* Instruction *
Pull out every line in the entries below that contains the word "steel", with matching that is case-sensitive.

* Supplied material *
::::::::

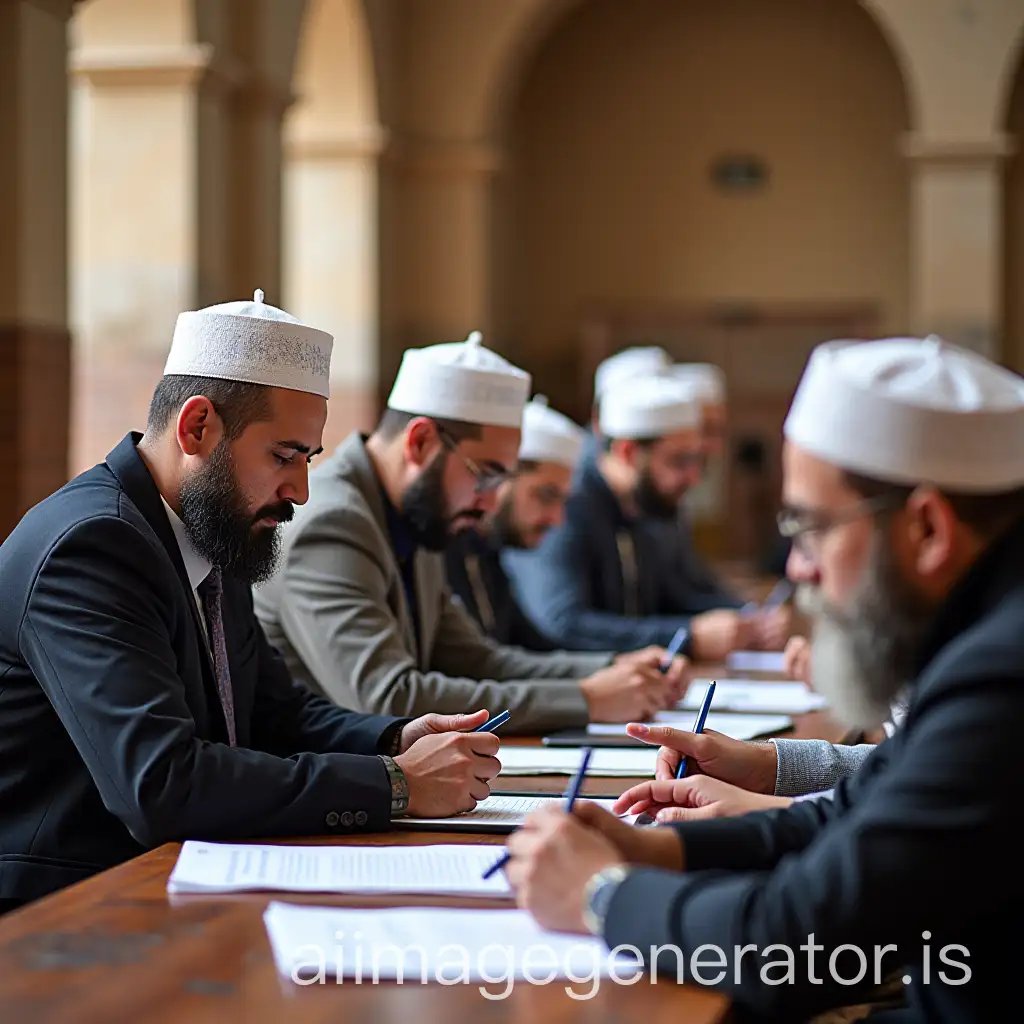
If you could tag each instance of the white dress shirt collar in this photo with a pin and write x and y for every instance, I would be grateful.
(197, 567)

::::::::

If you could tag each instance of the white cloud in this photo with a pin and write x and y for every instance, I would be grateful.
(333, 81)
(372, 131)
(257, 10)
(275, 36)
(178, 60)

::::::::

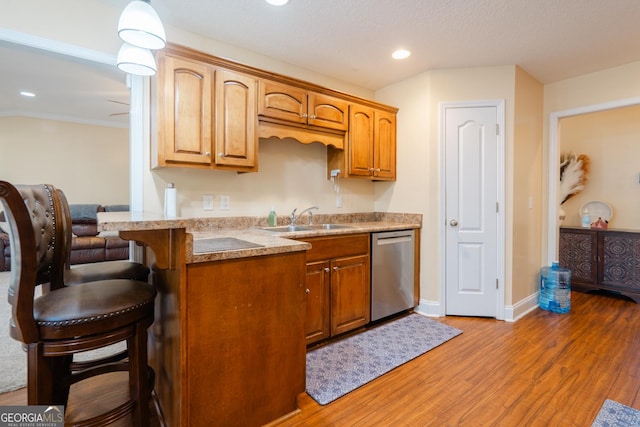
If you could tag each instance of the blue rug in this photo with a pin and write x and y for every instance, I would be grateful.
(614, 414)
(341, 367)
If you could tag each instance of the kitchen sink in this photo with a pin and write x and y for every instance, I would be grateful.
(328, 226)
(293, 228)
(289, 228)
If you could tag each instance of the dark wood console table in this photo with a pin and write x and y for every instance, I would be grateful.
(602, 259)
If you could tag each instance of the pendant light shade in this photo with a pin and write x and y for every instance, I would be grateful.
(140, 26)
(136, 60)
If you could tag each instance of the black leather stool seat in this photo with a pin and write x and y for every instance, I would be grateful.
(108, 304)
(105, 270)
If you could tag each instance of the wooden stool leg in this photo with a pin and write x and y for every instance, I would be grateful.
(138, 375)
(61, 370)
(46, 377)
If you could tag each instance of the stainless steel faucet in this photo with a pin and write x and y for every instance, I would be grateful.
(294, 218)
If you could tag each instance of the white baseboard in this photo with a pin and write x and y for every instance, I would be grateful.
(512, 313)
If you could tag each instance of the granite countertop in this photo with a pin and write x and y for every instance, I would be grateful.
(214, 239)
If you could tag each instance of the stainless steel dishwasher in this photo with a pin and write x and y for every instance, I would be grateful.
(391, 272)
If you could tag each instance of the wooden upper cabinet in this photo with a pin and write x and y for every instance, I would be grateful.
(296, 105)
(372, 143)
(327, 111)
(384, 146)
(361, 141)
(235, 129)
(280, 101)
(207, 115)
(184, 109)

::::::::

* Expected answer *
If you could tag each instance of the stainless steel faucet in this photo with a pin and write x and y for every instance, I would be grateful.
If you could tag each instance of the stainless steel dishwasher in this photo with a pin and write x and y for every instance, I would be grateful.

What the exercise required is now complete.